### Vorliegender Text
○ ○ ○
Ein besonderes Augenmerk, was die Spitalhygiene anbelangt, gilt im Spital Limmattal der Schulung und der Sensibilisierung. Roberto Buonomano ist gerade daran, ein umfangreiches Handbuch zu überarbeiten und der aktuellen Situation und künftigen Herausforderungen anzupassen. «Wir richten uns grundsätzlich nach internationalen und nationalen Standards, das fängt bei der Handhygiene an, geht über den sicheren Umgang mit Kathetern und reicht bis zur korrekten Einstellung und Kontrolle der Belüftungsanlagen.» Durch gezielte Prävention und die strikte Einhaltung von Hygienemassnahmen seitens des Personals aber auch der Patienten und Besucher, lässt sich denn auch ein wesentlicher Anteil der Spitalinfektionen verhindern.
Der Detektiv im Mediziner
Seine Aufgabe als Infektiologe sei nicht zuletzt, stets um drei Ecken zu denken, nebst all den logischen Gegebenheiten ebenso das Unmögliche in Betracht zu ziehen, sowohl was Gefahrenpotentiale im Hause anbelange, als auch Ansätze, welche die Therapie eines Patienten beträfen. «In der Spitalhygiene wie in der Infektiologie per se spielt sich sehr viel in der Theorie ab», erklärt Buonomano. «Wir stehen ja nicht wie unsere Kollegen von der Chirurgie am Operationstisch,
sondern beschäftigen uns mehr mit Proben und Analysen, häufig mit diffuser Materie eben.» Insofern müsse einem grundsätzlich ein gewisser detektivischer Ehrgeiz innewohnen, damit man diesen Job machen könne.
○ ○ ○
### Bereitgestellte Angaben

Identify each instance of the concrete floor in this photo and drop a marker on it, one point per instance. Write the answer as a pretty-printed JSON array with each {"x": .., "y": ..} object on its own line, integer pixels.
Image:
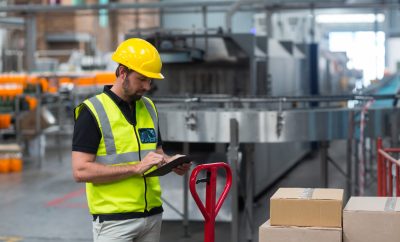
[{"x": 47, "y": 205}]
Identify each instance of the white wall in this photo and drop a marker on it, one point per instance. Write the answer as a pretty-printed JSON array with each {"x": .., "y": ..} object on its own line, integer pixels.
[{"x": 393, "y": 55}]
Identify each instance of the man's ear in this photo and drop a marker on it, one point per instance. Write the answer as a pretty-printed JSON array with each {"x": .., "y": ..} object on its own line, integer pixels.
[{"x": 122, "y": 71}]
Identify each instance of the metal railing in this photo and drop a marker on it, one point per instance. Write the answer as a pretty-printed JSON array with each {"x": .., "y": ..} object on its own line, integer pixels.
[{"x": 388, "y": 171}]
○ ○ ○
### Aufgabenstellung
Beantworte kurz diese Fragen zum Text über die Spitalhygiene im Spital Limmattal.
(a) Was tut Roberto Buonomano laut Text gerade mit dem umfangreichen Handbuch?
(b) Was soll man als Infektiologe nebst all den logischen Gegebenheiten ebenso in Betracht ziehen?
(c) Womit beschäftigt man sich in der Spitalhygiene und Infektiologie mehr, statt wie die Chirurgie am Operationstisch zu stehen?

### Lösung
(a) Er überarbeitet es und passt es der aktuellen Situation und künftigen Herausforderungen an.
(b) Das Unmögliche.
(c) Mit Proben und Analysen, häufig mit diffuser Materie.